__EXERCISE REQUIREMENTS__
**1)** From the RAPIDS page, reproduce word for word the passage from "Use a command" to "initial header line.".
**2)** According to the RAPIDS page, what values does each record in the file hw_25000.csv include? List all of them.
**3)** Answer these questions from the RAPIDS page:
(a) Which command starts an interactive session on Bridges-2?
(b) What is the file latest.sif?
(c) How many individuals does hw_25000.csv hold height and weight data for?

__ARTICLE__
↓↓↓

Home 9 Resources 9 Software 9 RAPIDS

RAPIDS

RAPIDS is a data science framework which bundles a collection of libraries for executing end-to-end data science pipelines completely on top of GPUs. It uses optimized NVIDIA CUDA® primitives and high-bandwidth GPU memory to accelerate data preparation and machine learning tasks. For example, it can be used for ETL and preprocessing of deep learning workflows.

This content is based on the RAPIDS website documentation.

The RAPIDS implementation on Bridges-2 uses the NVIDIA RAPIDS suite. Please see https://developer.nvidia.com/rapids for more information.

How to use RAPIDS on Bridges-2

Request a node

Start an interactive session on Bridges-2 with the interact command. You can use a regular or a GPU node, as needed for your code.

interact --gpu # Start a session in a node with a GPU.

Start Python in a RAPIDS Singularity/Apptainer container

Once your interactive session has begun, execute Python using the latest RAPIDS Singularity/Apptainer container. You can see all of the containers that PSC has created on Bridges-2 in the directory /ocean/containers/ngc/. The file latest.sif is a link to the most recently updated container.

Use a command like:

singularity exec --nv /ocean/containers/ngc/rapidsai/latest.sif python3

Examples

This is a step-by-step guide of how to run the quick-start examples.

Descriptive statistics example

This code snippet reads in a CSV file and outputs some descriptive statistics. The file hw_25000.csv contains height and weight data for 25000 individuals Each record includes 3 values: index, height (inches), weight (pounds). There is also an initial header line.

↑↑↑

__DATA ENTRIES__
↓↓↓

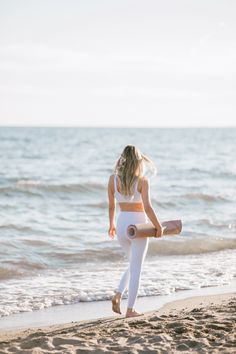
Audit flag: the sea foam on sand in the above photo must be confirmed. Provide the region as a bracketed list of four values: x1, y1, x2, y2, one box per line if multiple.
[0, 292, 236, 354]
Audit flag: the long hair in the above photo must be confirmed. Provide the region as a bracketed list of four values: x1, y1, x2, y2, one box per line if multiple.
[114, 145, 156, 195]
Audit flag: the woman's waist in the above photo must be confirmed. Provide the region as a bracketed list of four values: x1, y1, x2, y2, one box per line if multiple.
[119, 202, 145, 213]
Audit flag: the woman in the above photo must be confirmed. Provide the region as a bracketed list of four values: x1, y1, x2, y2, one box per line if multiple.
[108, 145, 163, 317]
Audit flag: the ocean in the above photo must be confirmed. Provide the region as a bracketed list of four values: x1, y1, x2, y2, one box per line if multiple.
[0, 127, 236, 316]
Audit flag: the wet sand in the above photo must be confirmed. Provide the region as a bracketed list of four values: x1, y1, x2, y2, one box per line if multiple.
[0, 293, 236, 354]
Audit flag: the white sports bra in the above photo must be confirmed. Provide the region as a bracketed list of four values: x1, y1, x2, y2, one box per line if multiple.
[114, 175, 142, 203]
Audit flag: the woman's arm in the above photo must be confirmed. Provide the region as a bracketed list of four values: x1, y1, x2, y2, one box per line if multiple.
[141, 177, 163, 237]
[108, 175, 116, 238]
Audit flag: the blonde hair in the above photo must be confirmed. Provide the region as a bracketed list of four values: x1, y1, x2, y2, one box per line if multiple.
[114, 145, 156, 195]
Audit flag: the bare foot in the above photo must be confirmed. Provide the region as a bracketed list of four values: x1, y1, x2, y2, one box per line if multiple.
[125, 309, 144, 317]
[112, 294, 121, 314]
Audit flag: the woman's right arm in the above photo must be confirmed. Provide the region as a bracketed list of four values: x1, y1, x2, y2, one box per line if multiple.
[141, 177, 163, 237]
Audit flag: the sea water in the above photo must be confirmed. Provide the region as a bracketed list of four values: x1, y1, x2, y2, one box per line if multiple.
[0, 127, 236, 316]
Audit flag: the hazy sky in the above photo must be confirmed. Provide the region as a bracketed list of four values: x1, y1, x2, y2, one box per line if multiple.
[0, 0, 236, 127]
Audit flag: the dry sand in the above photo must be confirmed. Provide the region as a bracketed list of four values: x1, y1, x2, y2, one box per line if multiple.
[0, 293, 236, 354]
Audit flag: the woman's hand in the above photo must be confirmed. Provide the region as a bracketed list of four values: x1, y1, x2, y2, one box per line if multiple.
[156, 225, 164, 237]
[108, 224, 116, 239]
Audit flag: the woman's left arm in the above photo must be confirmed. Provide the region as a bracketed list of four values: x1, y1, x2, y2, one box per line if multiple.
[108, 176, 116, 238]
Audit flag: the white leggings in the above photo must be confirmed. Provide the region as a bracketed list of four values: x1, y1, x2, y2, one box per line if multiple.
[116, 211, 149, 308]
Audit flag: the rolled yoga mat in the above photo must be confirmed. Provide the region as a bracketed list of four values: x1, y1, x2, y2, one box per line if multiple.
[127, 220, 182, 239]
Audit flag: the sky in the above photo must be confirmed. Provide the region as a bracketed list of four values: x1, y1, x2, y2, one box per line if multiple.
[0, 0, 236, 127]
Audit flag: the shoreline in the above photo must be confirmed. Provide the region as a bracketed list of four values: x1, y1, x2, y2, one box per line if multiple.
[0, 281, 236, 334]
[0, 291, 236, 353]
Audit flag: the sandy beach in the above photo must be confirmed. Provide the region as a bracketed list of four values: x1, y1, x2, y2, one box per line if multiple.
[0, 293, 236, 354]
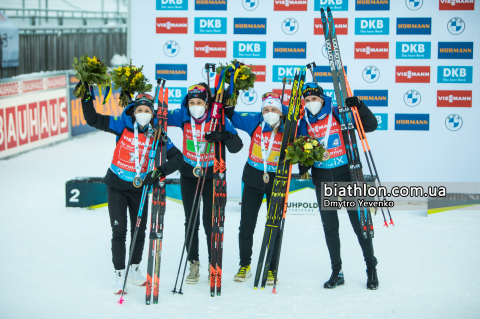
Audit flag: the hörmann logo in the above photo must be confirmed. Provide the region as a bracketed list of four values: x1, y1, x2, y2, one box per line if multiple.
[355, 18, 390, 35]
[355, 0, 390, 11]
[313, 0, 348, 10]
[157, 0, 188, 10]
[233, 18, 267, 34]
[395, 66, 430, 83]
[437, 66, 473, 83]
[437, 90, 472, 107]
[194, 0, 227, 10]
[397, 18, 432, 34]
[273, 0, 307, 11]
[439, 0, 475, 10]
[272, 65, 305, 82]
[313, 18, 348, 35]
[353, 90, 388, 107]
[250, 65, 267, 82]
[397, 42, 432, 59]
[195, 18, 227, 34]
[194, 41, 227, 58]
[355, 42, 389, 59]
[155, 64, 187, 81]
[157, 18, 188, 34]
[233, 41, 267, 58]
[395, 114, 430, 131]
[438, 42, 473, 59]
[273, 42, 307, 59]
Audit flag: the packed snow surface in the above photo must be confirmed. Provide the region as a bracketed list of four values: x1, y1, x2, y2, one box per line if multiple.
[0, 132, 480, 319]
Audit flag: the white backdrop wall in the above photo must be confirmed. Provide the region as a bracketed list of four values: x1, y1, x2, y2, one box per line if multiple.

↑↑↑

__IN RESPONSE__
**1)**
Use a command like:

singularity exec --nv /ocean/containers/ngc/rapidsai/latest.sif python3

Examples

This is a step-by-step guide of how to run the quick-start examples.

Descriptive statistics example

This code snippet reads in a CSV file and outputs some descriptive statistics. The file hw_25000.csv contains height and weight data for 25000 individuals Each record includes 3 values: index, height (inches), weight (pounds). There is also an initial header line.

**2)**
- index
- height (inches)
- weight (pounds)

**3)**
(a) The interact command.
(b) A link to the most recently updated container.
(c) 25000.